TASK DATA:

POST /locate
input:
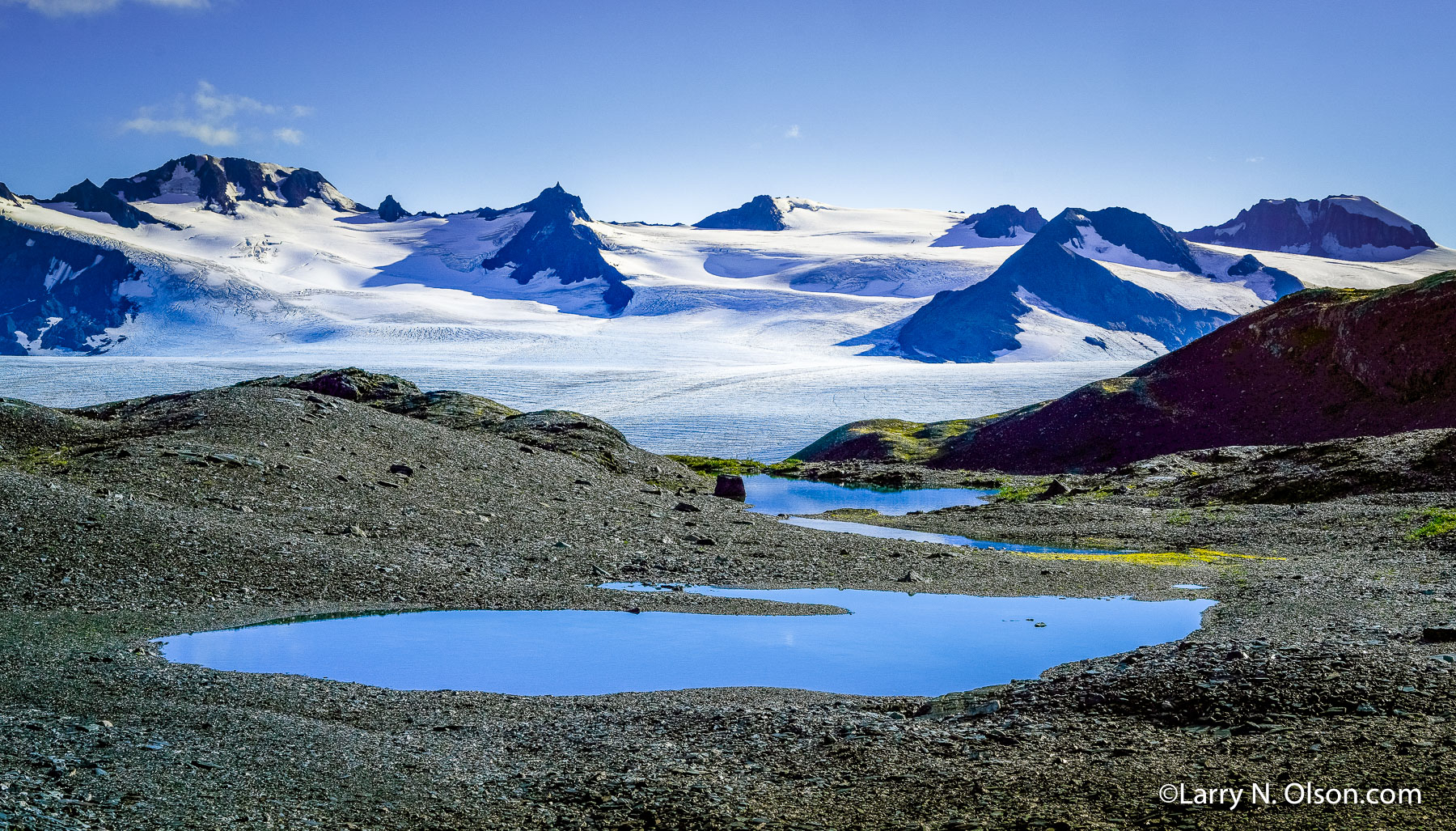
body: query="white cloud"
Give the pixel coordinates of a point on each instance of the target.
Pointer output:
(218, 105)
(204, 133)
(218, 118)
(60, 7)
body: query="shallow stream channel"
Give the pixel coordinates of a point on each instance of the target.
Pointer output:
(882, 642)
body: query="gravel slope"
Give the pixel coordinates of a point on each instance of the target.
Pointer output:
(248, 504)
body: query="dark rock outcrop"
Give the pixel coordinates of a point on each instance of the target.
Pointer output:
(1121, 227)
(1335, 226)
(1319, 364)
(980, 322)
(730, 486)
(1410, 462)
(555, 240)
(1004, 220)
(1279, 282)
(558, 431)
(58, 293)
(392, 211)
(757, 214)
(207, 178)
(9, 197)
(87, 197)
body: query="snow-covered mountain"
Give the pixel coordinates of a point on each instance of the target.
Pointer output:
(1111, 282)
(1341, 227)
(757, 214)
(229, 257)
(1004, 224)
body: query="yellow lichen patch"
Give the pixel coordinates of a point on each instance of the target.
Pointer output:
(1190, 558)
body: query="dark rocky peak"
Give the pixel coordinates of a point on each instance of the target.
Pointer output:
(557, 240)
(982, 322)
(1341, 227)
(757, 214)
(6, 195)
(222, 184)
(1004, 220)
(1279, 282)
(553, 201)
(1120, 227)
(392, 211)
(87, 197)
(1317, 366)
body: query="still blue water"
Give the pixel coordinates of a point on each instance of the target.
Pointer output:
(891, 643)
(773, 495)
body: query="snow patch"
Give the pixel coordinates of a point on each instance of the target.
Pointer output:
(1368, 207)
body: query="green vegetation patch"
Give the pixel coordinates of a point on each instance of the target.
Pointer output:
(1439, 521)
(713, 466)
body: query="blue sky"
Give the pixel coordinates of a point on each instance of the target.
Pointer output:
(670, 111)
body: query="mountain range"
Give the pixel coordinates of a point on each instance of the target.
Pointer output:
(238, 257)
(1318, 366)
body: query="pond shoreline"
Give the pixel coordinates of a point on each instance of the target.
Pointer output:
(1312, 663)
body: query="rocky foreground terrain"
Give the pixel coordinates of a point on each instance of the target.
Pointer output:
(1324, 661)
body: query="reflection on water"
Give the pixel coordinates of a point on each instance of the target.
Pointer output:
(890, 643)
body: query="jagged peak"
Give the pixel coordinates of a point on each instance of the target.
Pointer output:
(999, 222)
(223, 182)
(555, 201)
(1341, 226)
(89, 198)
(391, 210)
(1139, 233)
(762, 213)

AIM OF THE TASK:
Pick out and copy every line in the records above that contains the word "blue". The match is case-sensitive.

FINAL RESULT:
body: query="still blue water"
body: query="blue sky"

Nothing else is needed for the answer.